Text:
──────────
Court: Daniel Attias says it was a 'horrific mistake' to buy student the car with which he killed four people in Isla Vista.

May 29, 2002|JOHN JOHNSON | TIMES STAFF WRITER

SANTA BARBARA — Television director Daniel Attias admitted Tuesday it was a "horrific, horrific mistake" to buy his deeply troubled son the car he used to kill four people in Isla Vista last year.

"I feel remorse about that, yes I do," said Attias, 50, looking grave and worn as he took the stand in his son David's murder trial.

But the elder Attias said he reasoned that buying the turbocharged Saab for his son might give him some leverage over David and his increasingly explosive behavior. He was desperately trying to persuade his son to take his medication, which the defendant had stopped when he went off to college at UC Santa Barbara. Around campus, David's increasingly strange behavior earned him the nickname "Crazy Dave," according to previous testimony.

The younger Attias had been in two other auto accidents in the weeks before the Isla Vista neighborhood incident that took four lives on Feb. 23, 2001.

"While I was concerned about his driving, I was not alarmed," said Daniel Attias. "Perhaps I should be faulted."

The younger Attias is accused of second-degree murder in the auto rampage. The defendant has pleaded not guilty by reason of insanity. The defense spent the opening days of the trial trying to show the 20-year-old was a deeply troubled person who couldn't make friends and was institutionalized at 13 for trying to strangle his sister, Rachel. A parade of therapists and psychiatrists have taken the stand to describe the defendant as everything from a budding schizophrenic to an obsessive-compulsive and manic-depressive whose childhood was an emotional war zone.

He attended a variety of special schools and took a medicine cabinet full of drugs aimed at controlling his impulsive, rage-filled behavior. Defense attorney Jack Earley said David Attias suffered a psychotic break the night of the accident and has no memory of hitting anyone.
──────────
Record set:
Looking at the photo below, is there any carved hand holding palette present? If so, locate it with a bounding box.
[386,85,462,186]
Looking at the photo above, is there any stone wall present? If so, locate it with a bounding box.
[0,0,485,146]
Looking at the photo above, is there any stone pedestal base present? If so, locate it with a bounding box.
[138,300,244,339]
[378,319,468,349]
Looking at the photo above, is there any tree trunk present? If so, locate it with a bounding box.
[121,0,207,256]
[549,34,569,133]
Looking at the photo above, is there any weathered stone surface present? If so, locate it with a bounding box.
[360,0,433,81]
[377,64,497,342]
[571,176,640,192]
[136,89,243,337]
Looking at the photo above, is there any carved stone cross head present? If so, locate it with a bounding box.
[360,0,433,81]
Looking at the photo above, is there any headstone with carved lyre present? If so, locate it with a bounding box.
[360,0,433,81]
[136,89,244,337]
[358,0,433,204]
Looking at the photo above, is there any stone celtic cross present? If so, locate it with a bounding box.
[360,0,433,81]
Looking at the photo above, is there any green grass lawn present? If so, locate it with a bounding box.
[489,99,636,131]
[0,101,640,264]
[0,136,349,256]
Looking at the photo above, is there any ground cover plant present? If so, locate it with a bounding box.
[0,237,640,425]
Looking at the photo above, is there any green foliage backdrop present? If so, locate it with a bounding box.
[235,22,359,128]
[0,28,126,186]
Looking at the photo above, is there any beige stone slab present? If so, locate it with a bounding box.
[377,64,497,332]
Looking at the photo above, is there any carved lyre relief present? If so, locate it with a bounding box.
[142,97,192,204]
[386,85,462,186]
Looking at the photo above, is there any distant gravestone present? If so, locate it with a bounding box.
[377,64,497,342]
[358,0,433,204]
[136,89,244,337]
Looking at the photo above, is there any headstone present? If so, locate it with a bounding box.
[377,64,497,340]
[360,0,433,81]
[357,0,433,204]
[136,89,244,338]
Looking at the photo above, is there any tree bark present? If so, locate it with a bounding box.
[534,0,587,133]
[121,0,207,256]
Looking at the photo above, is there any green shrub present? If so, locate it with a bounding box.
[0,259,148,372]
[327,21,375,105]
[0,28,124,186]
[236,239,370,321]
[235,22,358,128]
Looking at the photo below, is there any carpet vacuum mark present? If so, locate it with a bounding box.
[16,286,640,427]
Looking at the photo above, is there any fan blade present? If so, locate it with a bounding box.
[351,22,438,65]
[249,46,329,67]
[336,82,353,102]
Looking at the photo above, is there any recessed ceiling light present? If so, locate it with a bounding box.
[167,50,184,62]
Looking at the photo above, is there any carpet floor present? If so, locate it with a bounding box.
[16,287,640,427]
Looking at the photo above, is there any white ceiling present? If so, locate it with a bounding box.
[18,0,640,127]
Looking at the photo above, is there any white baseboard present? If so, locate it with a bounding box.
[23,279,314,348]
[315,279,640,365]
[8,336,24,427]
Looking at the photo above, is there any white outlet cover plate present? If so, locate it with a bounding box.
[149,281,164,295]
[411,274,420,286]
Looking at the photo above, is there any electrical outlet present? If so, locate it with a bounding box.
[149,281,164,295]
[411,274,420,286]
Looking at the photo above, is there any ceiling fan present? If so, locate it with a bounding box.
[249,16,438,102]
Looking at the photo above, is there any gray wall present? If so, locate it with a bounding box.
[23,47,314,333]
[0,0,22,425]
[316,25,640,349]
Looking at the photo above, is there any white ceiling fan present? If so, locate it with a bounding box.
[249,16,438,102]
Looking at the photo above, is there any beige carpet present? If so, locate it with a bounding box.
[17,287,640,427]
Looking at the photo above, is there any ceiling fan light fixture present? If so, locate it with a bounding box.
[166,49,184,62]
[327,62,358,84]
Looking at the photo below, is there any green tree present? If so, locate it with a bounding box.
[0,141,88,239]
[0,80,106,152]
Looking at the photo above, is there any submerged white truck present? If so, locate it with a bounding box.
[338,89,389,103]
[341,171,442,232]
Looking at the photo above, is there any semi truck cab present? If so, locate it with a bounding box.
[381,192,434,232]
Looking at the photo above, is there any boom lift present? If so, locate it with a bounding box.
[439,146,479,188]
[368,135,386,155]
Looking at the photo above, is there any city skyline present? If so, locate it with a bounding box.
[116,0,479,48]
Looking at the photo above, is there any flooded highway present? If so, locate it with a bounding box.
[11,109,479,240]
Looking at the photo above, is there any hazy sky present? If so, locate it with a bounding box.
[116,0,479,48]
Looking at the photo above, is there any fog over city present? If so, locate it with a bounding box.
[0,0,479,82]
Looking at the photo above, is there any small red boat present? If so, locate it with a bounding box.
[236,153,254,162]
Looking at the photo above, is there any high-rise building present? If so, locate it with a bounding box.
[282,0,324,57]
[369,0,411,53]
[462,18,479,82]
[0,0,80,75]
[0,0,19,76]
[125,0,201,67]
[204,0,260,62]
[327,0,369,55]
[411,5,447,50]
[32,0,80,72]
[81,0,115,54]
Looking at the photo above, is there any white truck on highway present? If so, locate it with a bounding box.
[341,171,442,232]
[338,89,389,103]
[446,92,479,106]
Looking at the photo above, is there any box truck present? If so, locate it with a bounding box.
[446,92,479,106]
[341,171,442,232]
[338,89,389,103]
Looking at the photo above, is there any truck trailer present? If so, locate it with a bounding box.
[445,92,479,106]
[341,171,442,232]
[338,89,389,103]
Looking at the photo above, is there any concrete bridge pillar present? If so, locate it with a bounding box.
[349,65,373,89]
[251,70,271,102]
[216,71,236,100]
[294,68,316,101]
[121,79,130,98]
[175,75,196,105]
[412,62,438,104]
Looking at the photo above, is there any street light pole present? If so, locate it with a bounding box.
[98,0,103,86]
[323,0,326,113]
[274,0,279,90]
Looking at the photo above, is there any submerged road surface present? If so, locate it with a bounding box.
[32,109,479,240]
──────────
Prompt 1:
Answer these questions from the article above the lines:
(a) What kind of car did Daniel Attias buy his son?
(b) On what date did the Isla Vista incident take four lives?
(c) At what age was David Attias institutionalized, and for what?
Prompt 2:
Reproduce the passage of the article between "Court: Daniel Attias" and "Vista last year.", inclusive.

Output 1:
(a) A turbocharged Saab.
(b) Feb. 23, 2001.
(c) At 13, for trying to strangle his sister, Rachel.

Output 2:
Court: Daniel Attias says it was a 'horrific mistake' to buy student the car with which he killed four people in Isla Vista.

May 29, 2002|JOHN JOHNSON | TIMES STAFF WRITER

SANTA BARBARA — Television director Daniel Attias admitted Tuesday it was a "horrific, horrific mistake" to buy his deeply troubled son the car he used to kill four people in Isla Vista last year.